* EXERCISE DIRECTIONS *
Rewrite the data starting at the line that contains "of the camera" and ending at the last line of the data, requests included. Multiply each coordinate in the answers by 2.35 and round to a whole number, with halves rounded up, leaving the numbers in the requests and their samples unchanged.
--- start ---
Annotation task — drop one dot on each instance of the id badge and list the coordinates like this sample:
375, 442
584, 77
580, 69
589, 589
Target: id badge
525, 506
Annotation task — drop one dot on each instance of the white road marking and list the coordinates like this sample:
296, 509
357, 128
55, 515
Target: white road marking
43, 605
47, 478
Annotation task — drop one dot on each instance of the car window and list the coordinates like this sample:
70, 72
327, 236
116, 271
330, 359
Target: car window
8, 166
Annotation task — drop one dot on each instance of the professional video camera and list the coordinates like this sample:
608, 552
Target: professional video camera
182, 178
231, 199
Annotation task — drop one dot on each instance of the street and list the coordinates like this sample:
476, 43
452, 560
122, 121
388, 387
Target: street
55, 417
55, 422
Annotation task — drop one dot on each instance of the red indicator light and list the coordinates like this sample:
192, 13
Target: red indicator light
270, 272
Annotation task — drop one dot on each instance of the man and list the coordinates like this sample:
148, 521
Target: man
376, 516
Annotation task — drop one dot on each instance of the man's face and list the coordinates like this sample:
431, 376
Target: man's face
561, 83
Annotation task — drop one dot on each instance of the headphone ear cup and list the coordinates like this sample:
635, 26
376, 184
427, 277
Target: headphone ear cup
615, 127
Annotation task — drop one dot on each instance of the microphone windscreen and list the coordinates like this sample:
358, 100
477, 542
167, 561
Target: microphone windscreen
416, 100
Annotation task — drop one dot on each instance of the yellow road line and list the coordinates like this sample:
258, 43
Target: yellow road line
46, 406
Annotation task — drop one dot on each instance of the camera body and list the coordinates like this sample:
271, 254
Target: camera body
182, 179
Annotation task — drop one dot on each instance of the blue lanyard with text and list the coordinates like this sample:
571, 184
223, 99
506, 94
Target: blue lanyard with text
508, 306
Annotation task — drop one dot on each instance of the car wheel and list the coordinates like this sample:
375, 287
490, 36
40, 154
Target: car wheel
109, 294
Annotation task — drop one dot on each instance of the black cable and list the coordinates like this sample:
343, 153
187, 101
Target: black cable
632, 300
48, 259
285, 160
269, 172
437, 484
--- end ---
* THE RESULT *
Annotation task — drop one dot on each instance of the camera body and list the coordinates like this sample:
271, 254
Target: camera body
428, 421
Annotation task — drop one dot on each instance of the blue lanyard with text and list the coordinates like this sample:
571, 184
223, 99
506, 94
Target: blue lanyard with text
1194, 719
Annotation task — drop one dot on each instance of the car wheel and list the coordinates like this sample:
375, 287
490, 36
40, 154
Target: car wheel
256, 691
Annotation task — drop one dot on each instance of the black cable and list the coordinates like this sample:
343, 153
187, 101
Target: black cable
1485, 705
113, 609
670, 376
632, 404
1027, 1137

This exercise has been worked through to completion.